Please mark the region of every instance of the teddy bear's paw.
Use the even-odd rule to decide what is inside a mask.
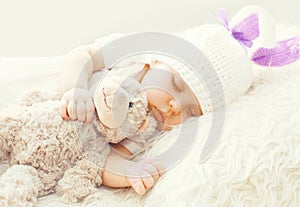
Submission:
[[[38,102],[45,102],[47,100],[59,100],[60,95],[58,91],[49,92],[49,90],[32,89],[25,91],[18,100],[21,106],[31,106]]]
[[[62,200],[71,203],[82,201],[96,190],[92,182],[85,178],[62,179],[57,186],[57,192],[62,195]]]
[[[0,180],[0,206],[35,207],[37,206],[37,197],[25,186],[16,186]]]

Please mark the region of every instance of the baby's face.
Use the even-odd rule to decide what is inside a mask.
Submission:
[[[158,129],[170,130],[189,117],[202,114],[196,96],[170,66],[156,61],[142,73],[141,85],[147,92],[149,109],[158,122]]]

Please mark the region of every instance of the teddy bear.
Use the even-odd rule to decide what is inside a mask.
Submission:
[[[29,91],[0,112],[0,161],[10,166],[0,177],[0,206],[35,206],[54,192],[79,202],[102,184],[109,143],[155,134],[138,81],[108,81],[99,90],[103,110],[90,124],[63,120],[57,92]]]

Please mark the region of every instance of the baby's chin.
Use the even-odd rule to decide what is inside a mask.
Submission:
[[[157,122],[156,129],[159,131],[171,131],[172,127],[167,125],[166,123]]]

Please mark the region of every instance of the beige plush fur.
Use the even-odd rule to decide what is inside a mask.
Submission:
[[[146,95],[137,93],[137,87],[129,88],[122,88],[132,103],[119,128],[136,128],[131,136],[151,136],[156,125],[147,113]],[[101,116],[91,124],[64,121],[59,105],[57,94],[34,90],[25,94],[20,105],[1,111],[0,161],[8,160],[11,165],[0,178],[1,207],[35,206],[38,197],[53,192],[78,202],[102,184],[108,142],[122,140],[120,134],[126,132],[103,125]],[[138,129],[145,119],[150,124],[141,132]]]

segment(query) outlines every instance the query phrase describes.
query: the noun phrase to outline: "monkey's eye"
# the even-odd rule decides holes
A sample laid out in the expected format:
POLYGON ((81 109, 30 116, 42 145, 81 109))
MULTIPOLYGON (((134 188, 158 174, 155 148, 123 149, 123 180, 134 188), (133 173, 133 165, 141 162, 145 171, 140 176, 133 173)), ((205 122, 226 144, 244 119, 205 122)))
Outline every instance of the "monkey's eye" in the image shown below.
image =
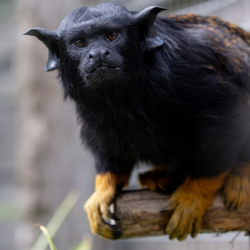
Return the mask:
POLYGON ((118 33, 117 32, 112 32, 110 34, 108 34, 107 38, 109 41, 113 41, 118 37, 118 33))
POLYGON ((83 40, 77 40, 74 42, 74 45, 78 48, 84 48, 87 46, 87 43, 83 40))

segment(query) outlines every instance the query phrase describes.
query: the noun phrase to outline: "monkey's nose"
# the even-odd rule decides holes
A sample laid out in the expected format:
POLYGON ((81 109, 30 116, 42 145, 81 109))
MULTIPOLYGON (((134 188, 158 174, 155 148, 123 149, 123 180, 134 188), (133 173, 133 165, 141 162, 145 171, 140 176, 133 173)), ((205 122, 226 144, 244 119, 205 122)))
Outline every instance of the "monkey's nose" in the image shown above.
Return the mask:
POLYGON ((101 49, 101 50, 94 50, 92 49, 89 52, 89 60, 99 60, 99 59, 106 59, 110 56, 110 53, 107 49, 101 49))

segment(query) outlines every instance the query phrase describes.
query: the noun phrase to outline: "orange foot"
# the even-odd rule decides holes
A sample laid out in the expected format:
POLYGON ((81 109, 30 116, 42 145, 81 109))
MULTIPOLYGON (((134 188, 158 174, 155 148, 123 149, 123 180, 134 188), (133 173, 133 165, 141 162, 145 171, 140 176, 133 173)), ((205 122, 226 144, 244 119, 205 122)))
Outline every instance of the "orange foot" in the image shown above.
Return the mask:
POLYGON ((96 190, 84 205, 93 234, 107 239, 118 239, 121 236, 122 231, 116 225, 108 224, 107 220, 117 220, 109 206, 114 202, 118 189, 121 190, 128 180, 129 175, 126 174, 114 175, 107 172, 96 176, 96 190))
POLYGON ((162 212, 173 210, 165 228, 170 239, 185 240, 189 234, 195 237, 201 231, 202 217, 223 185, 225 177, 226 173, 201 179, 192 179, 188 176, 175 190, 162 209, 162 212))
POLYGON ((250 201, 250 163, 238 163, 226 178, 222 191, 228 210, 245 207, 250 201))

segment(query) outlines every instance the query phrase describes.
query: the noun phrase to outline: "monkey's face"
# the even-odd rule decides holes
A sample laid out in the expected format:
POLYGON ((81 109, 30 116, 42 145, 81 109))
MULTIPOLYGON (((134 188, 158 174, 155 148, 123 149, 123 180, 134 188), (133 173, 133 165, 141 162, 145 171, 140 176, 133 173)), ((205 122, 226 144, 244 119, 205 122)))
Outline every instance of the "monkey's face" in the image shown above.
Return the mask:
POLYGON ((154 28, 164 9, 148 7, 131 13, 114 4, 72 11, 58 30, 31 29, 49 49, 46 71, 58 69, 68 89, 104 87, 132 78, 140 71, 144 53, 163 44, 154 28))
MULTIPOLYGON (((105 21, 105 19, 103 20, 105 21)), ((97 22, 81 23, 62 33, 61 55, 63 67, 75 64, 74 74, 83 79, 88 86, 99 86, 117 81, 125 72, 128 46, 127 30, 120 25, 102 25, 97 22)))

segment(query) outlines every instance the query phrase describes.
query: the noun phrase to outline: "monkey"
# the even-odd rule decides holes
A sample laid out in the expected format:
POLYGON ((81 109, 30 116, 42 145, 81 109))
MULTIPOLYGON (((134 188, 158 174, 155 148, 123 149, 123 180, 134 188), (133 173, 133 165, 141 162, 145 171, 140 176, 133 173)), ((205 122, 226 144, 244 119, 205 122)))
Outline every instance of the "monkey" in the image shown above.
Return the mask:
POLYGON ((250 199, 250 34, 215 16, 157 17, 104 3, 72 11, 57 31, 33 28, 73 100, 92 152, 95 191, 85 203, 93 233, 118 239, 109 206, 138 162, 142 187, 170 194, 165 233, 184 240, 222 191, 226 207, 250 199))

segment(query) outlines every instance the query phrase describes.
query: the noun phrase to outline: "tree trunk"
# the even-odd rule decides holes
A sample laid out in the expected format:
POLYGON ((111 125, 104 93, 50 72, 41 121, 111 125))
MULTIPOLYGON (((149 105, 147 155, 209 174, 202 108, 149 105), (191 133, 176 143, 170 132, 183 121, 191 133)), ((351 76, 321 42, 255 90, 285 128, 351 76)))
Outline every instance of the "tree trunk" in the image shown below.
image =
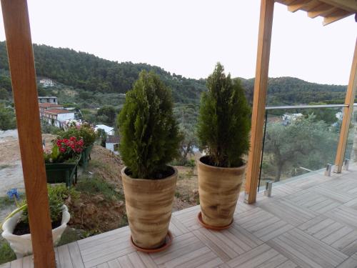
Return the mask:
POLYGON ((278 170, 276 171, 276 176, 275 177, 275 182, 280 182, 280 177, 281 176, 281 171, 283 170, 283 165, 278 164, 278 170))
=-=-=-=-=
→ WHAT IS REQUIRED
Transcribe the preceding listing in its entirety and with exact wording, leaving out pictures.

→ TASK OUTPUT
Please mark the region of every instance of the teddy bear's paw.
Use the even-odd rule to decide what is inside a mask.
Submission:
[[[38,102],[45,102],[47,100],[59,100],[60,95],[58,91],[49,92],[49,90],[32,89],[25,91],[18,100],[21,106],[31,106]]]
[[[62,200],[71,203],[82,201],[96,190],[92,182],[85,178],[62,179],[57,186],[57,192],[62,195]]]
[[[0,180],[0,206],[35,207],[37,206],[37,197],[25,186],[16,186]]]

Please mark the region of every instance of the baby's face.
Use the even-odd rule to decide what is inside a mask.
Submission:
[[[158,129],[170,130],[189,117],[202,114],[196,96],[170,66],[156,61],[142,73],[141,85],[147,92],[149,109],[158,122]]]

Please mark the region of every instance of the teddy bear.
Use the even-odd rule to decide what is inside a mask.
Submission:
[[[29,91],[0,112],[0,161],[10,166],[0,177],[0,206],[35,206],[54,192],[79,202],[102,184],[109,143],[155,134],[138,81],[108,81],[99,90],[103,110],[90,124],[63,120],[57,92]]]

Please mark the region of every instance of the baby's chin.
Use the even-odd rule to decide what is inside a mask.
Submission:
[[[157,122],[156,129],[159,131],[171,131],[172,127],[167,125],[166,123]]]

Please mark the region of every instance of the beige plush fur.
Use the even-odd rule to decide what is inside a mask.
Submission:
[[[146,95],[137,93],[137,87],[129,88],[122,88],[132,103],[119,128],[136,128],[131,136],[151,136],[156,125],[147,113]],[[101,116],[91,124],[64,121],[59,105],[57,94],[34,90],[25,94],[20,105],[1,111],[0,161],[8,160],[11,165],[0,178],[1,207],[35,206],[38,197],[53,192],[78,202],[102,184],[108,142],[122,140],[120,134],[126,132],[103,125]],[[138,129],[145,119],[150,124],[141,132]]]

segment(query) outlines every instance the query phrase describes.
query: the noun phrase to outline: "monkey's eye"
# the even-odd rule decides holes
A sample laid out in the expected format:
POLYGON ((81 109, 30 116, 42 145, 81 109))
MULTIPOLYGON (((134 188, 158 174, 155 148, 123 149, 123 180, 134 188), (133 173, 133 165, 141 162, 145 171, 140 176, 133 173)), ((205 122, 226 144, 244 119, 205 122)))
Outline every instance of the "monkey's eye" in the image shown below.
image =
Return the mask:
POLYGON ((118 33, 117 32, 112 32, 110 34, 108 34, 107 38, 109 41, 113 41, 118 37, 118 33))
POLYGON ((83 40, 77 40, 74 42, 74 45, 78 48, 84 48, 87 46, 87 43, 83 40))

segment(query) outlines every instance the query phrase describes.
query: the noun phrase to outline: "monkey's nose"
# the even-odd rule decides holes
A sample laid out in the expected format:
POLYGON ((81 109, 30 116, 42 145, 81 109))
MULTIPOLYGON (((134 188, 158 174, 155 148, 123 149, 123 180, 134 188), (133 173, 133 165, 141 162, 145 171, 140 176, 133 173)), ((205 122, 226 144, 244 119, 205 122)))
Outline every instance of the "monkey's nose" in the image shown above.
Return the mask:
POLYGON ((101 49, 101 50, 94 50, 92 49, 89 52, 89 60, 99 60, 99 59, 106 59, 110 56, 110 53, 107 49, 101 49))

segment(query) outlines every instance the query phrase describes.
query: the noun phrase to outline: "orange foot"
# the even-odd rule decides holes
A sample laid out in the expected format:
POLYGON ((81 109, 30 116, 42 145, 81 109))
MULTIPOLYGON (((134 188, 158 174, 155 148, 123 149, 123 180, 134 188), (133 173, 133 165, 141 162, 145 171, 140 176, 133 173)), ((205 122, 226 144, 244 119, 205 122)))
Outline every instance of the "orange foot" in the image shown above.
Return the mask:
POLYGON ((96 190, 84 205, 93 234, 107 239, 118 239, 121 236, 122 231, 116 225, 108 224, 107 220, 117 220, 109 206, 114 202, 118 189, 121 190, 128 180, 129 175, 126 174, 114 175, 107 172, 96 176, 96 190))
POLYGON ((162 212, 173 210, 165 228, 170 239, 185 240, 189 234, 195 237, 201 231, 202 217, 223 185, 225 177, 226 173, 201 179, 192 179, 188 176, 175 190, 162 209, 162 212))
POLYGON ((250 201, 250 163, 238 163, 226 178, 222 191, 228 210, 245 207, 250 201))

segment(query) outlines every instance the query phrase describes.
query: the noun phrase to outline: "monkey's face"
# the even-odd rule decides holes
A sample laid out in the expected format:
POLYGON ((81 109, 30 116, 42 145, 81 109))
MULTIPOLYGON (((134 188, 158 174, 155 148, 123 149, 123 180, 134 188), (133 173, 133 165, 141 162, 145 171, 140 176, 133 173)), ((205 122, 226 144, 244 119, 205 122)))
Outline every instance of the "monkey's face" in the image shown above.
Return the mask:
POLYGON ((154 28, 164 9, 148 7, 131 13, 114 4, 72 11, 58 30, 31 29, 49 49, 46 71, 58 69, 68 89, 104 87, 132 78, 140 71, 144 53, 163 44, 154 28))
MULTIPOLYGON (((105 21, 105 19, 103 20, 105 21)), ((97 22, 81 23, 62 33, 61 55, 63 67, 75 64, 74 74, 83 79, 88 86, 99 86, 117 81, 125 72, 128 46, 127 30, 120 25, 102 25, 97 22)))

segment(query) outlines every instance the query phrase describes.
query: the noun phrase to outline: "monkey"
# the even-odd rule decides holes
A sample laid out in the expected format:
POLYGON ((81 109, 30 116, 42 145, 81 109))
MULTIPOLYGON (((134 188, 158 174, 155 148, 123 149, 123 180, 134 188), (133 173, 133 165, 141 162, 145 171, 140 176, 133 173)), ((205 122, 226 144, 244 119, 205 122)))
Outline every instance of the "monkey" in the image shown above.
Return the mask:
POLYGON ((250 199, 250 34, 215 16, 157 17, 104 3, 72 11, 57 31, 33 28, 73 100, 92 152, 95 191, 85 203, 93 233, 118 239, 109 206, 138 162, 142 187, 170 194, 165 233, 184 240, 222 191, 226 207, 250 199))

segment(query) outlines every instance the query phrase describes.
query: the noun phrase to outline: "tree trunk"
# the even-odd rule decides holes
A sample laid out in the expected format:
POLYGON ((111 125, 104 93, 50 72, 41 121, 111 125))
MULTIPOLYGON (((149 105, 147 155, 209 174, 202 108, 149 105), (191 133, 176 143, 170 132, 183 121, 191 133)), ((351 76, 321 42, 255 90, 285 128, 351 76)))
Outline every instance of the "tree trunk" in the image shown below.
image =
Return the mask:
POLYGON ((278 170, 276 171, 276 176, 275 177, 275 182, 280 182, 280 177, 281 176, 281 171, 283 170, 283 165, 278 164, 278 170))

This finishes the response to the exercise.